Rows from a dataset

/---

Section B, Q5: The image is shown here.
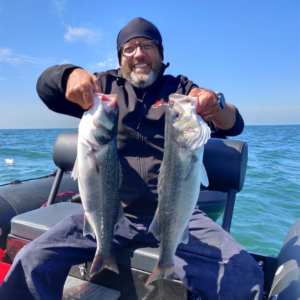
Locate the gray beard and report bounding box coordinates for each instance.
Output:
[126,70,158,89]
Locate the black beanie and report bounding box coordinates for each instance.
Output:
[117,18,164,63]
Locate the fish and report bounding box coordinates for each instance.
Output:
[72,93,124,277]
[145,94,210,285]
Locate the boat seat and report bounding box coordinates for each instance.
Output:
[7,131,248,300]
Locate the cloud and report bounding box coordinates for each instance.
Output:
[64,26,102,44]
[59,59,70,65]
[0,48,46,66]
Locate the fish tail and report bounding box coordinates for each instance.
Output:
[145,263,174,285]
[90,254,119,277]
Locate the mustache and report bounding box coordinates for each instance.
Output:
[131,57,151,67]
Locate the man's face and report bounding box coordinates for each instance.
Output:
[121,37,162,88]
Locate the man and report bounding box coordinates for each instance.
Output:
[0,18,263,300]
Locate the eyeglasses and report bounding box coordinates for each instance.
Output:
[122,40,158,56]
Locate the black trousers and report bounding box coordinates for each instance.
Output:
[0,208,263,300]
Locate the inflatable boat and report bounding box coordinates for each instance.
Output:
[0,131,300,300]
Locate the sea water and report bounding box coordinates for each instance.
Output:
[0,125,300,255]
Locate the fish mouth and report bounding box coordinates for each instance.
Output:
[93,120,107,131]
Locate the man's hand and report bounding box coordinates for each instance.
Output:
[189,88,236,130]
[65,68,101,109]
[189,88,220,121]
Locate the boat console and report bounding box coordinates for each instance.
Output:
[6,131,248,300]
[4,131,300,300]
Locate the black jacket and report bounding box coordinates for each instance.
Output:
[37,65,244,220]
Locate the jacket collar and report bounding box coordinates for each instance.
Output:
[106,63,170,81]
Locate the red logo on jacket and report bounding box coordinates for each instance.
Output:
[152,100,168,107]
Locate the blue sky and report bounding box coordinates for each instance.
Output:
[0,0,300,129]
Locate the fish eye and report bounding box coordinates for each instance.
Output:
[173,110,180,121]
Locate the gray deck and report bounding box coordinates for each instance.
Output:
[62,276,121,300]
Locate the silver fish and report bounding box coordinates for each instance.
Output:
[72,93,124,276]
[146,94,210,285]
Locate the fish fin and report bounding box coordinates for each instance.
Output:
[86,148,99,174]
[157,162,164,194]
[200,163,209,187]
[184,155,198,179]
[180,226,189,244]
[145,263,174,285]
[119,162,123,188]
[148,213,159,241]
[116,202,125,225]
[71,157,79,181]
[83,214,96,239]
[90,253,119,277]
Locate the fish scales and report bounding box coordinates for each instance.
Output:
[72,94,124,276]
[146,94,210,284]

\---
/---

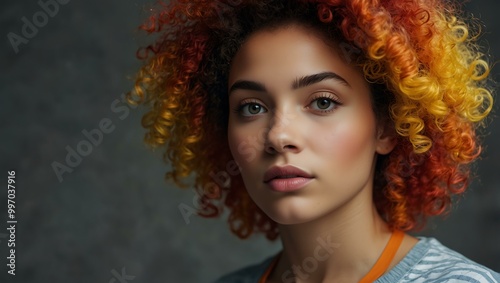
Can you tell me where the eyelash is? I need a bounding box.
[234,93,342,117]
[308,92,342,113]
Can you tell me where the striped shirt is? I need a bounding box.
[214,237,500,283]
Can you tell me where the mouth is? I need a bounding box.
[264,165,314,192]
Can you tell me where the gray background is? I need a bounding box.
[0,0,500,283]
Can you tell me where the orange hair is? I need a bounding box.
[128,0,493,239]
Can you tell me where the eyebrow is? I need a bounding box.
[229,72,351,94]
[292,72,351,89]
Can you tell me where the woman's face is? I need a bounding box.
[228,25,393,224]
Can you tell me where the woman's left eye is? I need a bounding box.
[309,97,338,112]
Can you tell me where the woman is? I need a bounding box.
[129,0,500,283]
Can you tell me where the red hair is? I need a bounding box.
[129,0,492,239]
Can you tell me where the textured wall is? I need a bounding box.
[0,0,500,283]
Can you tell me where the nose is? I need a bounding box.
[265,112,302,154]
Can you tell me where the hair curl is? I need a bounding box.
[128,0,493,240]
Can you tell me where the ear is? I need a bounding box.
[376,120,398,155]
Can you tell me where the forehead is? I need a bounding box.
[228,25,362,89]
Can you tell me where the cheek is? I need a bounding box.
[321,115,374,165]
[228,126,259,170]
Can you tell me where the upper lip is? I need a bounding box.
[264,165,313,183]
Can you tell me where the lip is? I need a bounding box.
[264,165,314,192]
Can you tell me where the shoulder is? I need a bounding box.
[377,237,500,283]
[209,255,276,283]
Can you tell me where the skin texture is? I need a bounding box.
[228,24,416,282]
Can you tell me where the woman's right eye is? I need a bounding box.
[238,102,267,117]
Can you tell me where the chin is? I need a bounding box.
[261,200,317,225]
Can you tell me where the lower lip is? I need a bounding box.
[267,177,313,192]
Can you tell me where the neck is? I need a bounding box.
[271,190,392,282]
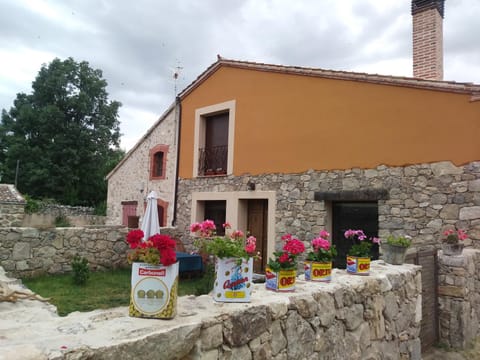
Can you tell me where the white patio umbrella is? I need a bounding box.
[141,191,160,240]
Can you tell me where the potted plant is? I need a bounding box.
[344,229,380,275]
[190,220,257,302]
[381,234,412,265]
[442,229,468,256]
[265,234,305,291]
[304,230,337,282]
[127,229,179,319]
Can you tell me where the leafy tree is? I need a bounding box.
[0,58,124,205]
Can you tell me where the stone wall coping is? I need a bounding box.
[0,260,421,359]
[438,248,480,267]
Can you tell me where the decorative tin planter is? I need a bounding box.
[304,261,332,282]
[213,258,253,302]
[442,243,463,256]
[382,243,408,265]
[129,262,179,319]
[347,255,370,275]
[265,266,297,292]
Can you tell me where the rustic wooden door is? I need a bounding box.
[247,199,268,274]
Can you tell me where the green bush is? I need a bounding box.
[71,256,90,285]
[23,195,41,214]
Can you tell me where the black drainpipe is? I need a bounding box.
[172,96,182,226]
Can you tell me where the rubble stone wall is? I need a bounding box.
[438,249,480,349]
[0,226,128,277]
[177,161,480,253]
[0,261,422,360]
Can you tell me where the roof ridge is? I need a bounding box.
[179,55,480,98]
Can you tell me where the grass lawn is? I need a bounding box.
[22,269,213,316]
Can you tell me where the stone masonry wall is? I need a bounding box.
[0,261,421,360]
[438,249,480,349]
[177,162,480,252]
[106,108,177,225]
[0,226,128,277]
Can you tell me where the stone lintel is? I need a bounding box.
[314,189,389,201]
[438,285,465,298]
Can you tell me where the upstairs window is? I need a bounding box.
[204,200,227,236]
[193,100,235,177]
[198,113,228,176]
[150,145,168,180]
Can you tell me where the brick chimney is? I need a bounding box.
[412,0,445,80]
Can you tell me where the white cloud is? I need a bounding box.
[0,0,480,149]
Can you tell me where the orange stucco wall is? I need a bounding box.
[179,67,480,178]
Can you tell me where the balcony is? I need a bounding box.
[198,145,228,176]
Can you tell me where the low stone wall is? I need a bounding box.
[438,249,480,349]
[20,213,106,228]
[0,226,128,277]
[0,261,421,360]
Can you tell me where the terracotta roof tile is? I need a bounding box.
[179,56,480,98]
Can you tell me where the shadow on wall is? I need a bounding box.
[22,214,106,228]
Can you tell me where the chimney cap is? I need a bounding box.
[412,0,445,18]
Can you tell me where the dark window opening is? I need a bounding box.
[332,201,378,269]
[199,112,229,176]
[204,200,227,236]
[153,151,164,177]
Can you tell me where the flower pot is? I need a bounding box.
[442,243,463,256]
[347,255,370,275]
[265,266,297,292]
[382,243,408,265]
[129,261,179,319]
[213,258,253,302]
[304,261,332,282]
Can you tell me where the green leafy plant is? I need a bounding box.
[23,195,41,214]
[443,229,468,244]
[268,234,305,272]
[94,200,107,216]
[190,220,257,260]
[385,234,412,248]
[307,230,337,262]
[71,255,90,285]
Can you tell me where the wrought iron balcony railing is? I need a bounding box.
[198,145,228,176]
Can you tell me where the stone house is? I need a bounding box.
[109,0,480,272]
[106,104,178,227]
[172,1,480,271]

\---

### Aim
Express the rows from the line with "Can you tell me where the shoulder" to the line with "[0,58,124,205]" as a two-column CSV with the headers request and boxes. Each request should get one CSV row, with its text and its answer each in one quoted field and line breaks replaced by spaces. Leave the pictures out.

### Exercise solution
request,boxes
"Can you tell me where the shoulder is? I need a bounding box.","[377,237,500,283] [209,255,276,283]"
"Can you tell me where the skin texture is? I need a bounding box.","[228,24,416,282]"
"Can you tell me where the woman's right eye is? I need a bounding box.","[238,102,267,117]"
"Can you tell me where the chin is? I need a bounding box.","[261,200,317,225]"
"Can you tell me where the lower lip is? I need a bounding box.","[267,177,313,192]"
"Can you tell me where the neck is? I need a bounding box.","[271,190,392,282]"
"Can you tell me where the white patio umbrella is? I need a bounding box.","[141,191,160,240]"
"Can you tell me where the potted plant is? I need a bounding box.","[344,229,380,275] [190,220,257,302] [381,234,412,265] [442,229,468,256] [265,234,305,291] [304,230,337,282] [127,229,179,319]"
"Can you tell me where the leafy tree is? I need a bounding box.","[0,58,124,205]"